◆ Instructions to follow
From the first line to the last, return the data exactly as it stands.

(Stored items from a collection)
★ ★ ★ ★ ★ ★ ★

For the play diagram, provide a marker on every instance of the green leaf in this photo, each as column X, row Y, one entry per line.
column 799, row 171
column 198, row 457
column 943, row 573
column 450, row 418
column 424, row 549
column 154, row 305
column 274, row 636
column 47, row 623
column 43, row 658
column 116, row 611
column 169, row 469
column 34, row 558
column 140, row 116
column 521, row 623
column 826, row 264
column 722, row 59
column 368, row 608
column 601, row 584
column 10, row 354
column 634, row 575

★ ★ ★ ★ ★ ★ ★

◆ Solution
For the play diagram, provide a marker on every instance of the green leaf in this photo, each as column X, row Y, one entry per line.
column 799, row 171
column 198, row 457
column 943, row 573
column 450, row 418
column 424, row 549
column 154, row 305
column 274, row 636
column 47, row 623
column 43, row 658
column 116, row 611
column 169, row 469
column 34, row 558
column 140, row 116
column 521, row 623
column 826, row 264
column 722, row 59
column 368, row 608
column 601, row 584
column 10, row 354
column 634, row 575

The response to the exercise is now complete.